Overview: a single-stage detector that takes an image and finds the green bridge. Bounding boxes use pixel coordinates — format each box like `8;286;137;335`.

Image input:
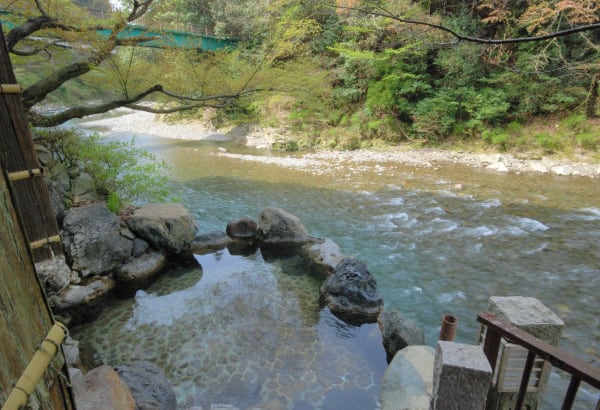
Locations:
0;12;236;52
97;25;237;51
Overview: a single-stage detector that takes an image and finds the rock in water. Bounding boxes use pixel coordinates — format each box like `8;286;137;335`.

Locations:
256;207;310;245
114;361;177;410
378;308;425;360
127;203;198;254
320;257;383;323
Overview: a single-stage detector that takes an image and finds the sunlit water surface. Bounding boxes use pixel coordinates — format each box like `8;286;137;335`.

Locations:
72;132;599;409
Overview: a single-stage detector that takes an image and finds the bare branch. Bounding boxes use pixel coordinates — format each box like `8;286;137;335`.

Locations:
328;0;600;45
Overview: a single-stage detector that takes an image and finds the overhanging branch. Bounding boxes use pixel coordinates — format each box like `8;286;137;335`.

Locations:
28;84;262;127
330;0;600;45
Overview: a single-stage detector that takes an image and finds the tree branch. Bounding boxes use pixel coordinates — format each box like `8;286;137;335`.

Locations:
329;0;600;45
28;84;261;127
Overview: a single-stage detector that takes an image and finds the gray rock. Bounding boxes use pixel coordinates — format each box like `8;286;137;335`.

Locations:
226;217;258;238
50;276;115;325
256;207;310;245
132;238;150;257
114;361;177;410
73;365;135;410
378;309;425;359
300;237;344;279
46;179;66;224
190;231;233;251
127;203;198;254
319;257;383;323
70;172;99;203
551;164;573;176
486;162;509;173
115;251;168;295
381;345;435;410
62;203;132;277
35;255;72;294
63;336;81;368
49;162;71;194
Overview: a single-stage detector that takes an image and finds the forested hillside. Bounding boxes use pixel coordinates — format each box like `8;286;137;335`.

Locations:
4;0;600;152
147;0;600;151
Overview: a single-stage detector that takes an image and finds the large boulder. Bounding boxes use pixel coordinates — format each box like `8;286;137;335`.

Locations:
115;251;168;296
114;361;177;410
256;207;310;245
320;257;383;323
378;308;425;361
127;203;198;254
72;365;135;410
35;255;73;294
62;203;132;277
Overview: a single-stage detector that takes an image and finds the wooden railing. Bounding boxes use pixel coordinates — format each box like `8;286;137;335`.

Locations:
477;312;600;410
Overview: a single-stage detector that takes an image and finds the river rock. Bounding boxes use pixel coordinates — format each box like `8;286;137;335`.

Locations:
115;251;168;295
70;172;100;204
301;237;344;279
378;308;425;360
256;207;310;245
50;276;115;325
127;203;198;254
226;217;258;238
190;231;233;252
35;255;72;294
72;365;135;410
320;257;383;323
46;179;66;224
551;164;573;176
114;361;177;410
63;336;82;368
380;345;435;410
62;203;132;277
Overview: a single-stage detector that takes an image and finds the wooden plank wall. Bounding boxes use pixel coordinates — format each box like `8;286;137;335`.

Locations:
0;23;62;262
0;163;73;408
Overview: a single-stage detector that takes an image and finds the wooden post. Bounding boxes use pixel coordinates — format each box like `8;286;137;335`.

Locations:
0;22;62;262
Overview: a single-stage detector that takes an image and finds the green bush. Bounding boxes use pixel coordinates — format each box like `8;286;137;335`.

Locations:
534;132;564;153
36;128;171;211
577;132;600;150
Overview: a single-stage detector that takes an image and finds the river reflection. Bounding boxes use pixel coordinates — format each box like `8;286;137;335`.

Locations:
72;132;599;409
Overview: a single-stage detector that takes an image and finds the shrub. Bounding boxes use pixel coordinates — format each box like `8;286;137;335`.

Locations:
534;132;563;153
35;128;171;211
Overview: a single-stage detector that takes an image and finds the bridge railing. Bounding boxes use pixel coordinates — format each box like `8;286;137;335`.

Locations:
477;312;600;410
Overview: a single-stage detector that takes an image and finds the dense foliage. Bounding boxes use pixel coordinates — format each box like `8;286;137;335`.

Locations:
146;0;600;150
4;0;600;151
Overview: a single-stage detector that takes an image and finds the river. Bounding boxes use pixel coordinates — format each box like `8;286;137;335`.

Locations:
71;119;599;409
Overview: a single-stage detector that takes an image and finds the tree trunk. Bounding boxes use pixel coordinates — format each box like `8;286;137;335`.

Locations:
586;76;599;118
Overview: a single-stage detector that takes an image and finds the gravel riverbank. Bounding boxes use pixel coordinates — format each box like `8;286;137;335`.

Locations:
79;108;600;178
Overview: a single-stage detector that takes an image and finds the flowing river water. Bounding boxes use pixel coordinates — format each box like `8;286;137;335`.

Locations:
71;122;599;409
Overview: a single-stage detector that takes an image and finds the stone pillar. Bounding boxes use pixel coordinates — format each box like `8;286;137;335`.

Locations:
484;296;564;410
430;341;493;410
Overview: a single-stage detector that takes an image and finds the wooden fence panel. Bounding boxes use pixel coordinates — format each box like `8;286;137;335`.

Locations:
0;163;74;409
0;23;62;262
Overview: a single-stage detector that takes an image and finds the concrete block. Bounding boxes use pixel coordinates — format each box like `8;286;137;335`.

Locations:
430;342;492;410
488;296;564;346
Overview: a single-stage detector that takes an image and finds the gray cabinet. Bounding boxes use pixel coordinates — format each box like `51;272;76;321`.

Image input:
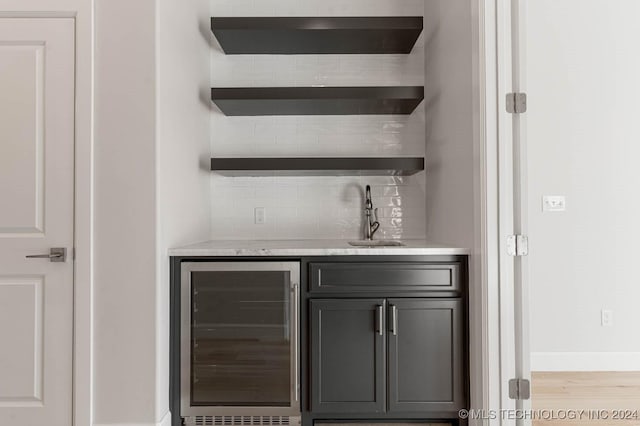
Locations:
308;261;466;417
388;299;464;412
310;299;386;413
170;255;468;426
310;298;464;415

····················

-- TASK STATEMENT --
Each line in the records that carries "railing" must be copied out.

-- EXERCISE OUTPUT --
Overview: a single-stage detector that takes an image and finds the wooden railing. Bounding boxes use pixel coordinates — format each box like `8;286;137;335`.
Overview: a single-stage detector that takes an image and finds the bridge railing. Bounding boxes use pixel coordinates — format each box like `8;286;137;335`.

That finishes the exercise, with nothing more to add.